Directions:
Print, exactly as given, each line of the data from the line containing "Trace the outline of every instance of the man" up to and including its last line.

***** Source records

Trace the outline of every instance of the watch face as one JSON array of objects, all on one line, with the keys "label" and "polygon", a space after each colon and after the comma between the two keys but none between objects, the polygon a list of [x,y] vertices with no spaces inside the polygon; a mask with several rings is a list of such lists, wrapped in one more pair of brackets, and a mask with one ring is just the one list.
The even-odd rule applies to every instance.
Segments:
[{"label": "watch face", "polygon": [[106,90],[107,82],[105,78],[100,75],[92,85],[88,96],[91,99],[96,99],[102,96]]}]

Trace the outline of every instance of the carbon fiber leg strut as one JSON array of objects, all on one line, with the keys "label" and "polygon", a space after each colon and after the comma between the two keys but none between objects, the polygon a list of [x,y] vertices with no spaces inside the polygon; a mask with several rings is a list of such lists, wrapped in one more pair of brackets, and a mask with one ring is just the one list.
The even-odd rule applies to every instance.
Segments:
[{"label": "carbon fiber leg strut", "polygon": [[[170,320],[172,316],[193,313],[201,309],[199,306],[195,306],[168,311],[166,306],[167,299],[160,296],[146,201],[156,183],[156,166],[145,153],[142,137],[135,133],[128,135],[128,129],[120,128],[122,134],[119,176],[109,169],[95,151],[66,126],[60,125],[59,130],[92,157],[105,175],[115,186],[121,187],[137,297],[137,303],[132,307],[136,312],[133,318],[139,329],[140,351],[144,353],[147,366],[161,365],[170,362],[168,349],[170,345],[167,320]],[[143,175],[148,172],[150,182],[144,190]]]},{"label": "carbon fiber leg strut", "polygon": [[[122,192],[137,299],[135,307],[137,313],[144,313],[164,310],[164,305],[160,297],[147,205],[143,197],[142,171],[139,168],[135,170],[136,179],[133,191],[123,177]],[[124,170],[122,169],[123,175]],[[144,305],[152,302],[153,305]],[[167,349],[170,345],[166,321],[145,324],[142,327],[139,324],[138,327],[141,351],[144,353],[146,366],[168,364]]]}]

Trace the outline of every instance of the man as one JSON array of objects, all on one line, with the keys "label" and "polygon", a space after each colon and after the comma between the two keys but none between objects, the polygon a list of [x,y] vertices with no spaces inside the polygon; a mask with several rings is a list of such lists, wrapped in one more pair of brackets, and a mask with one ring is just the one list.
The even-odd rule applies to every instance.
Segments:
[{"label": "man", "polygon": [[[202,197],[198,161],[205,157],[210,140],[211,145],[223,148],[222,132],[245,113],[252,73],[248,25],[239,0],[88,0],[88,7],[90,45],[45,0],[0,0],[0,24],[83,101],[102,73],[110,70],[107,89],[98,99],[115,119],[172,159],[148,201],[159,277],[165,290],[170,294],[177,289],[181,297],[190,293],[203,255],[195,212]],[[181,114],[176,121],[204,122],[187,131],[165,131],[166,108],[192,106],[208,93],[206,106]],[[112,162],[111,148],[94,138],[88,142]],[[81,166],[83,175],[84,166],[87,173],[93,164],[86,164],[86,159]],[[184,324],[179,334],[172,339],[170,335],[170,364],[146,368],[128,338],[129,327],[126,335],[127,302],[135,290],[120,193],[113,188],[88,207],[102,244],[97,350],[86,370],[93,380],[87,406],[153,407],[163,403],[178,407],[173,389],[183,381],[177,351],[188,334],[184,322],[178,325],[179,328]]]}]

**********

Correct result:
Trace the outline of every instance of the man as one JSON array of objects, all on one line, with the keys "label" and "polygon", a space after each colon and after the comma between the two keys but none between objects, the polygon a list of [x,y] vertices with no spaces inside the polygon; a mask with several rings is a list of such lists, wrapped in one more pair of brackets, and a mask with one ring is just the one list.
The even-odd rule applies to every instance.
Segments:
[{"label": "man", "polygon": [[[202,197],[198,161],[205,157],[210,140],[211,145],[223,148],[222,132],[245,113],[252,73],[248,25],[239,0],[88,0],[88,7],[90,45],[45,0],[0,0],[0,24],[83,101],[102,73],[110,70],[107,89],[98,99],[115,119],[172,159],[148,201],[159,277],[165,290],[170,294],[177,289],[181,297],[190,293],[203,255],[195,212]],[[181,114],[176,121],[204,122],[187,131],[165,131],[166,108],[192,106],[208,93],[206,106]],[[112,162],[111,148],[94,138],[88,142]],[[81,166],[83,175],[84,166],[87,173],[93,164],[86,164],[86,159]],[[184,324],[179,334],[172,339],[170,335],[170,364],[146,368],[128,338],[129,327],[126,335],[127,302],[135,290],[120,193],[113,188],[88,207],[102,244],[97,350],[86,370],[93,380],[87,406],[153,407],[163,403],[178,407],[173,389],[183,381],[177,351],[188,334],[184,322],[178,325],[179,328]]]}]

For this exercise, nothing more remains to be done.